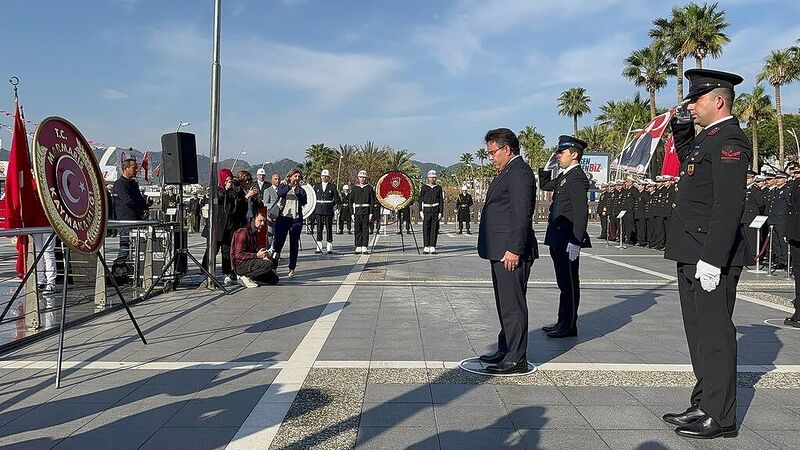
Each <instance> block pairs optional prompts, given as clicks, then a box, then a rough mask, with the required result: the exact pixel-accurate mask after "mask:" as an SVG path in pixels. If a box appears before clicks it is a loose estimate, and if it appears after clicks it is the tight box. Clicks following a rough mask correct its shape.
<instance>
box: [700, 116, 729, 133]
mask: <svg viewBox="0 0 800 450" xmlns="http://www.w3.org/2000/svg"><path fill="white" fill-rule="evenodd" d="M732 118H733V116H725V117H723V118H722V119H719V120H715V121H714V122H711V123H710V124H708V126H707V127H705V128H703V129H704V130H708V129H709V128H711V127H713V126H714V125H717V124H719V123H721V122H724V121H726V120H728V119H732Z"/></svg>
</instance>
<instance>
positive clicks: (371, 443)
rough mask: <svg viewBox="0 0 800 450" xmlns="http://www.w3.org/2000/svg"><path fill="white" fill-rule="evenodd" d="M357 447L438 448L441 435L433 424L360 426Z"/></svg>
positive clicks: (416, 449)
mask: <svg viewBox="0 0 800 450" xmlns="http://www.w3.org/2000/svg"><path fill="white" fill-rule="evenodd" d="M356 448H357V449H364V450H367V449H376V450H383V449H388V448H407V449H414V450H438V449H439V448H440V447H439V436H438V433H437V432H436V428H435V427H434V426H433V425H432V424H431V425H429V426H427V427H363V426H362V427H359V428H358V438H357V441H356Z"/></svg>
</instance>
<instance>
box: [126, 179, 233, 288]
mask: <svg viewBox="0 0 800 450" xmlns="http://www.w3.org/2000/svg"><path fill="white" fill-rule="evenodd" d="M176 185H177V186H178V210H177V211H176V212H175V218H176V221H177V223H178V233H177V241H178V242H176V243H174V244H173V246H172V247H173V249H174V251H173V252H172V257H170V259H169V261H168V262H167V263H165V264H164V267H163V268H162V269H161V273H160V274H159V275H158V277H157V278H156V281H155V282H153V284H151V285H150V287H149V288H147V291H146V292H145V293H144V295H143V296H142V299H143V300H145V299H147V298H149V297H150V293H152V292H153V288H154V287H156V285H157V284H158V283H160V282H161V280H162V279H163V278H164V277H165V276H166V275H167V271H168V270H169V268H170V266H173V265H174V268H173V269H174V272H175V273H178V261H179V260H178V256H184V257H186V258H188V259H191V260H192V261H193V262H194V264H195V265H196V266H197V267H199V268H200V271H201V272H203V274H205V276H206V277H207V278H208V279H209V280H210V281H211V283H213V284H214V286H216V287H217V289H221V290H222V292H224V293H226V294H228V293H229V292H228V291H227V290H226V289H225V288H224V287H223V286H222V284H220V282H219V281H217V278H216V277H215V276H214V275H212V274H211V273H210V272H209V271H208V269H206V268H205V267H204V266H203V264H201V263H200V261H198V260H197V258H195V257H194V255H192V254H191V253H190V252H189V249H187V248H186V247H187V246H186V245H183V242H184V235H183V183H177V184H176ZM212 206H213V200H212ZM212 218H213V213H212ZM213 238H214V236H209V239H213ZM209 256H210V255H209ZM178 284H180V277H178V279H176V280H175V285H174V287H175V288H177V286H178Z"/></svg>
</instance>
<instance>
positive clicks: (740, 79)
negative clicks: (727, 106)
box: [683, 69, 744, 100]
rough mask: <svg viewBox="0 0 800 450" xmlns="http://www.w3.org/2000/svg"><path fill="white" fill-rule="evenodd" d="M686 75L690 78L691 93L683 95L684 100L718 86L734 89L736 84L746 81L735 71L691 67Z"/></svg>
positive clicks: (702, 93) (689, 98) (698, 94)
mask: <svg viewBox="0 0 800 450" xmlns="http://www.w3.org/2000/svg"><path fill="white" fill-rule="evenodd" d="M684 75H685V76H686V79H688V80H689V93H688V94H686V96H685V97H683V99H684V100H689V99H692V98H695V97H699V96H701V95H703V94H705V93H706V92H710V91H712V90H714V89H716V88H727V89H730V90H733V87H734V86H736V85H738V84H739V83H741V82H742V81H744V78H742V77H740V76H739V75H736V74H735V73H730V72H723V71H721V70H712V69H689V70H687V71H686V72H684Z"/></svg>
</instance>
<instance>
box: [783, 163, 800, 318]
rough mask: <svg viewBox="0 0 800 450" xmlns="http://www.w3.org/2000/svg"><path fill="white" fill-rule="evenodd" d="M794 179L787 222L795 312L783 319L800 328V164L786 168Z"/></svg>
---
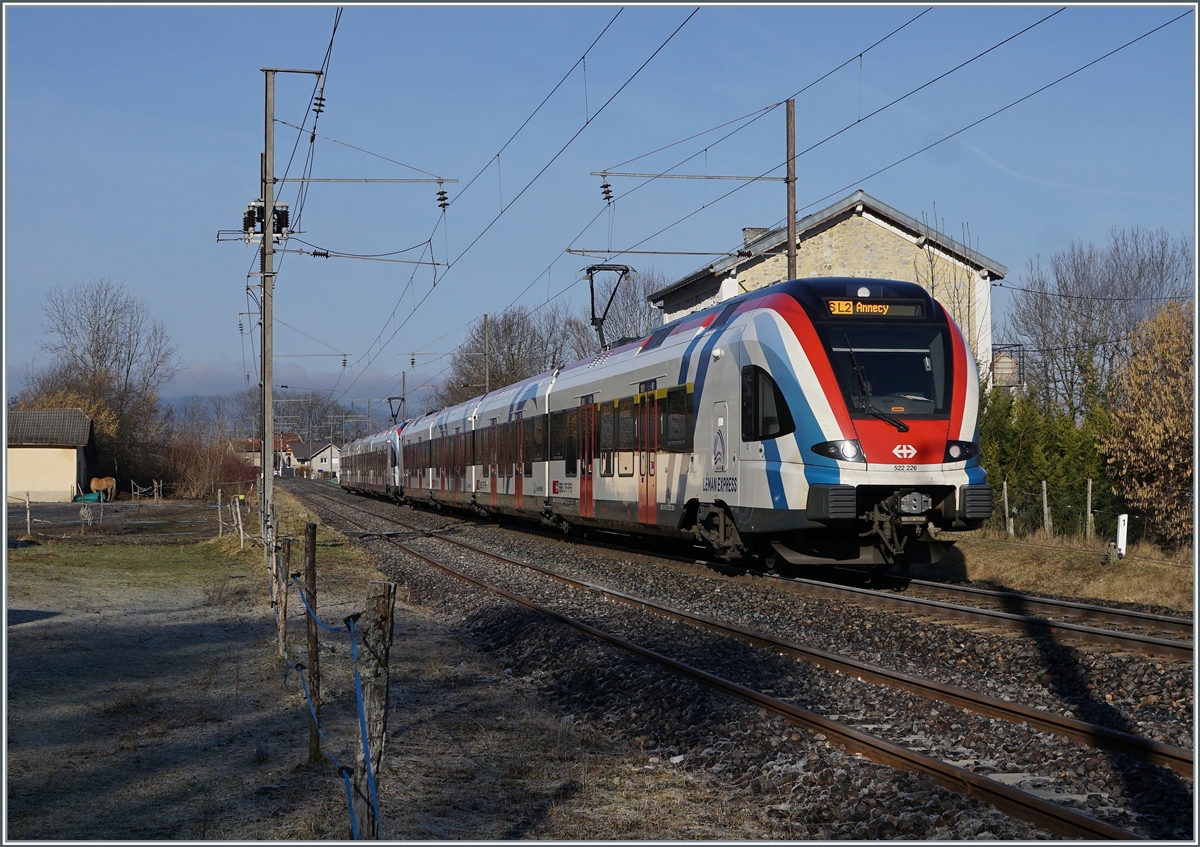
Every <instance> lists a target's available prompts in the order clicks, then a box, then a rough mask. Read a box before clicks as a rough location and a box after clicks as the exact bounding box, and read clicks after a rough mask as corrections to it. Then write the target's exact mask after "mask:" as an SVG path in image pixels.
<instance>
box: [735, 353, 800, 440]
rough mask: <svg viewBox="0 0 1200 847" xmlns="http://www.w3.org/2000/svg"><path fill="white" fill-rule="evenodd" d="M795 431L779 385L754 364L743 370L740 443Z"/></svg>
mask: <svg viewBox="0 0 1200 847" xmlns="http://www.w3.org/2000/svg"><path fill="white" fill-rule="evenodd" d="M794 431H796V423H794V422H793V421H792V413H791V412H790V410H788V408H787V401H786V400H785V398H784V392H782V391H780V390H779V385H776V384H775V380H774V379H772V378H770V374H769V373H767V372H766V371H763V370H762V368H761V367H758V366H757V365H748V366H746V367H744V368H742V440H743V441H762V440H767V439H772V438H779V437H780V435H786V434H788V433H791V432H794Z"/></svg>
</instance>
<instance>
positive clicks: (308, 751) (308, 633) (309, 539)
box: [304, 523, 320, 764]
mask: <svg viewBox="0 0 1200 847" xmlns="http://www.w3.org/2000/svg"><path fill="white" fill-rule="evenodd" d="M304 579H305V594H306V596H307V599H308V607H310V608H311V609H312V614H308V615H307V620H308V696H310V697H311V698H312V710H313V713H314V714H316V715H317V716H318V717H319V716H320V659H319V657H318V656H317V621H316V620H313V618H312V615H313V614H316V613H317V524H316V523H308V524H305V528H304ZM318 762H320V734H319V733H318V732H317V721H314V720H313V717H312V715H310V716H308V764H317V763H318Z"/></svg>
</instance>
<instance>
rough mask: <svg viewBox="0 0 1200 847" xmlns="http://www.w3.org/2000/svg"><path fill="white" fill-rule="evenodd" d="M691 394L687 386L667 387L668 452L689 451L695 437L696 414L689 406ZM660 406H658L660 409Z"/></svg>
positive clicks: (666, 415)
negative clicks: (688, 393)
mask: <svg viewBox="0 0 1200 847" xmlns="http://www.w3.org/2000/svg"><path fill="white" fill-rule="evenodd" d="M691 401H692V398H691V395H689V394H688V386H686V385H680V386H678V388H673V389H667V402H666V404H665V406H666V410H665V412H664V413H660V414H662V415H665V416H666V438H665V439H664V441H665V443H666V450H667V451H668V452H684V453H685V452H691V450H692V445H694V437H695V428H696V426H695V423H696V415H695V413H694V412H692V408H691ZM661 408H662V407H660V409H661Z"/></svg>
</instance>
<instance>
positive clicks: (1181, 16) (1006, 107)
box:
...
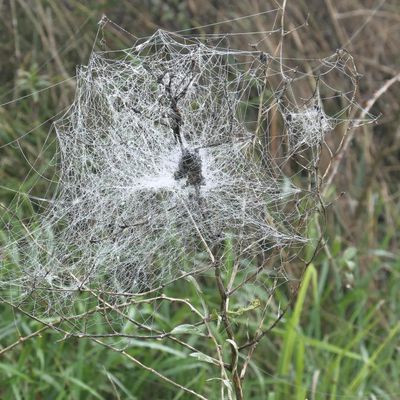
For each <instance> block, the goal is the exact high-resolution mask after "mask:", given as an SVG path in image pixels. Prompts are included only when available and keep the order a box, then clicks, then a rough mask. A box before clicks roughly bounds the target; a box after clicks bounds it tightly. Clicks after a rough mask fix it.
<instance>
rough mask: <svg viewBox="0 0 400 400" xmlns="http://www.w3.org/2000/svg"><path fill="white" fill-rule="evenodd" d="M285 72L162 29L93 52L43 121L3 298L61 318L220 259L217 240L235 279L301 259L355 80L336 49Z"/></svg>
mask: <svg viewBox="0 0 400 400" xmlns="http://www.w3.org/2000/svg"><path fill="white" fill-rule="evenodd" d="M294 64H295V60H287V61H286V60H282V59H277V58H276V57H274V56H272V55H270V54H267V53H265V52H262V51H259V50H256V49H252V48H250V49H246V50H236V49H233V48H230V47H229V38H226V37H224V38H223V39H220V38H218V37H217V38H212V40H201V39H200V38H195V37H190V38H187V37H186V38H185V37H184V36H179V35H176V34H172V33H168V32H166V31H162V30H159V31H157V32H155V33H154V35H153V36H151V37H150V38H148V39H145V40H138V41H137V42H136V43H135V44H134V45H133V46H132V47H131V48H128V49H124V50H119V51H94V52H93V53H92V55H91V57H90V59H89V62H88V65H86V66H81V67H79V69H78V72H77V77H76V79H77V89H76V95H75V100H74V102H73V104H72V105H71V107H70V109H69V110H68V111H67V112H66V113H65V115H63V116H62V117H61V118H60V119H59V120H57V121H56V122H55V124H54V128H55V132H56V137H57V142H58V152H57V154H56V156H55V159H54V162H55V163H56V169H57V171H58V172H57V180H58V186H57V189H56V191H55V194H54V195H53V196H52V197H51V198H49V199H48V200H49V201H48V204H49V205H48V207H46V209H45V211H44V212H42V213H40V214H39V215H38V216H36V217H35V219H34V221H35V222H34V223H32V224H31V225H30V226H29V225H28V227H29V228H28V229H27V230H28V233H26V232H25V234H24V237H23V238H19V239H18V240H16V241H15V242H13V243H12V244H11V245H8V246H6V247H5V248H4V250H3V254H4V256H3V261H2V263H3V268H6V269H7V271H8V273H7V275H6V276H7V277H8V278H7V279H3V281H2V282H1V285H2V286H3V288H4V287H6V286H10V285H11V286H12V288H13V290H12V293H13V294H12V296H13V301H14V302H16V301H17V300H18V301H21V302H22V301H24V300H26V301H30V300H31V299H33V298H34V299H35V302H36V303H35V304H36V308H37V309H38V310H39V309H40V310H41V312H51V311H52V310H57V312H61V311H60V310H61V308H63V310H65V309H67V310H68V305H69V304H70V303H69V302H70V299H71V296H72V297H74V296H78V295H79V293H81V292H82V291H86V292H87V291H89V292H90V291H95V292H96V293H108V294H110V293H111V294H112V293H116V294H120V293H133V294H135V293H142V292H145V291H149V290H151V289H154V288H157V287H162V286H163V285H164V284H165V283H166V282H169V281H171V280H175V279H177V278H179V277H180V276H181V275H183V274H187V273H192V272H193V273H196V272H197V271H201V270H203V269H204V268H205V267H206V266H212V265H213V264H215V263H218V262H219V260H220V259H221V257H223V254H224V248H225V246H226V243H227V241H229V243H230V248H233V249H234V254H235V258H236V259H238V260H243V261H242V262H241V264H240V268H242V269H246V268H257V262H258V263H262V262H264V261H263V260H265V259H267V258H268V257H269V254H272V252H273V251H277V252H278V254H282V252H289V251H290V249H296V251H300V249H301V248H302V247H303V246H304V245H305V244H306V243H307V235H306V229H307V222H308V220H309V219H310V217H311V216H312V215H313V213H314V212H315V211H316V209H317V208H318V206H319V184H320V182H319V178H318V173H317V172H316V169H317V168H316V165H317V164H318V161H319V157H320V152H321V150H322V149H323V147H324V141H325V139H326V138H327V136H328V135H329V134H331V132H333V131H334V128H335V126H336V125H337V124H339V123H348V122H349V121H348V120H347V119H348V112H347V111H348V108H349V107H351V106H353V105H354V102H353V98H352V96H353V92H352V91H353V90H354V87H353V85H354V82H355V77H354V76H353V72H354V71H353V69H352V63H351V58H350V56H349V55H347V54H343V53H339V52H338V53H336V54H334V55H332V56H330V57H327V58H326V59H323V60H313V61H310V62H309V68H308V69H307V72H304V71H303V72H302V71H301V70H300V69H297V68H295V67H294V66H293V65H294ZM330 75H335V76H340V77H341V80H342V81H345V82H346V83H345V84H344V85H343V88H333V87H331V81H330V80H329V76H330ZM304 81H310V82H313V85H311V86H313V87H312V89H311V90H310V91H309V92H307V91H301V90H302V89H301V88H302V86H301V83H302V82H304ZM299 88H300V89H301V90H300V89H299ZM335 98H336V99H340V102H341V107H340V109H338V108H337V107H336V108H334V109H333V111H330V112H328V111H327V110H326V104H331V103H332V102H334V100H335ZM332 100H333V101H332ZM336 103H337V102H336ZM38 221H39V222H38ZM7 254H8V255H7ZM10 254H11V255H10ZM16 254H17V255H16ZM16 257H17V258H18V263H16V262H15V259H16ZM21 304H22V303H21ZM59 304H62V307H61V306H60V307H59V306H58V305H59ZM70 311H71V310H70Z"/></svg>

### Exercise description:
Please pull out every line of the records that contains the string "negative", matching case exactly, and copy those lines out.

### Solution:
negative clicks: (727, 106)
negative clicks: (688, 393)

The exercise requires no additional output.